Stated goal a. Please output every line of the records below as a JSON list of strings, one string per line, leaving out blank lines.

Passage shown.
The team called the three-part series The New Wild from the start, even when it was just a glimmer of a pitch, a working title. 

“We didn’t want it to be a static look at Scotland’s wildlife,” says Savery, “because it’s changing all the time. 

“We wanted to show the amazing things happening as well as the really worrying things.” 

For Gill, the programme’s aim is to take stock of “where things are at the moment in Scotland and where they might go”, not just in terms of species and landscape, but also the human factor, our “relationship with wildlife”. 

The series is not one that focuses simply on the most remote wild, the Highlands or the islands. 

It also has an episode on the lowlands, including species that had never before been filmed to such an extent in Scotland – from city water voles to bearded tits living off reed seeds in the Carse of Gowrie. 

Fergus Gill started photographing nature as a child, growing up in Perthshire, the son of NatureScot photographer Lorne Gill. 
Twice, as a youngster, he won junior wildlife photographer of the year, on both occasions with photographs taken from his own back garden. 

The Herald: Fergus Gill with his father Lorne  Gill

Fergus Gill with his father, Lorne Gill

“My dad always encouraged me to try to take photographs,” he says. 

“I was interested in animals, and I didn’t really know what I was seeing, so I would try to take photographs of them and come back and look in a book to see what it was. 

“That was the way my mind worked. I like to absorb information and find out more about things. Photography was a really fun way to do that. Back then it was on film and slide so you would have to wait quite a long time. 

“Digital photography changed all that.” 

Gill spent his Saturdays photographing animals and his Sundays playing football. His father, for the most part, photographed landscapes and plants, and nurtured in him an appreciation of habitat, ecosystem and “the interconnectivity of nature”.   

“When,” Gill says, “you’re seven years old you only tend to think of species in individual terms but he was thinking more about the landscape as a whole.” 

It takes a particularly hardy type to film nature like this – someone who can take all weathers and endure extremes. For Scotland The New Wild, for instance, Gill made the trip out to the Monach Isles whose white sand beaches host the largest breeding colony of grey seals in Europe.  

The first challenge was reaching the island – for it has no infrastructure, no pier, and the route in and out is surrounded by rocky skerries under the water.  “Just getting there,” he says, “is like an absolute epic. You’re taking all your drinking water, your generator, emergency food. In the end, we were there for nearly three weeks and the weather was so poor most of the time it would have been impossible to get off the island.” 

Gill already knew what it was like to work in extremes. For a previous Maramedia series, Stormborn, he endured freezing temperatures and high winds to film those tenacious species living on the remote northern edges of the Atlantic Ocean, in Shetland, Norway and Iceland.  

The Herald: Roe Deer (Capreolus capreolus) doe in a field of set aside at dawn, June 2011..

Roe deer at dawn

The other art that Gill has developed is that of sinking into the background, whether by elaborate camouflage, or finding a perfect concealed viewpoint.  “A lot of the animals," he says, "don’t like to be close to people so it’s finding ways to blend into the landscape -  to try to get them to behave naturally – rather than sticking out like a sore thumb. It’s about using your fieldcraft and knowledge of the landscape.” That hard work done to conceal himself resulted in one of the most entertaining sequences in the film – a female beaver cleaning herself with comical vigour and diligence.

Supplied material.
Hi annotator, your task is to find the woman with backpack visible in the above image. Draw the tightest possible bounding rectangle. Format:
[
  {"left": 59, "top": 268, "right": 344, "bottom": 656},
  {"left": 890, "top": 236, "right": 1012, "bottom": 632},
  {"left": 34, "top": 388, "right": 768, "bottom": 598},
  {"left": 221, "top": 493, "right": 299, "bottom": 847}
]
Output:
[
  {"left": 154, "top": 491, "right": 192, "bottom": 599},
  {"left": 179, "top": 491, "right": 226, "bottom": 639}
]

Stated goal b. Copy the passage on the Scotland: The New Wild series word for word, starting at "For Gill, the" and ending at "own back garden.".

Full solution a.
[
  "Hi annotator, your task is to find the woman with backpack visible in the above image. Draw the tightest possible bounding rectangle. Format:",
  "[",
  "  {\"left\": 59, \"top\": 268, \"right\": 344, \"bottom\": 656},",
  "  {\"left\": 890, \"top\": 236, \"right\": 1012, \"bottom\": 632},",
  "  {\"left\": 34, \"top\": 388, \"right\": 768, \"bottom\": 598},",
  "  {\"left\": 221, \"top\": 493, \"right\": 299, \"bottom\": 847}",
  "]",
  "Output:",
  "[",
  "  {\"left\": 154, \"top\": 491, \"right\": 192, \"bottom\": 599},",
  "  {\"left\": 179, \"top\": 491, \"right\": 226, \"bottom\": 639}",
  "]"
]

Full solution b.
For Gill, the programme’s aim is to take stock of “where things are at the moment in Scotland and where they might go”, not just in terms of species and landscape, but also the human factor, our “relationship with wildlife”. 

The series is not one that focuses simply on the most remote wild, the Highlands or the islands. 

It also has an episode on the lowlands, including species that had never before been filmed to such an extent in Scotland – from city water voles to bearded tits living off reed seeds in the Carse of Gowrie. 

Fergus Gill started photographing nature as a child, growing up in Perthshire, the son of NatureScot photographer Lorne Gill. 
Twice, as a youngster, he won junior wildlife photographer of the year, on both occasions with photographs taken from his own back garden.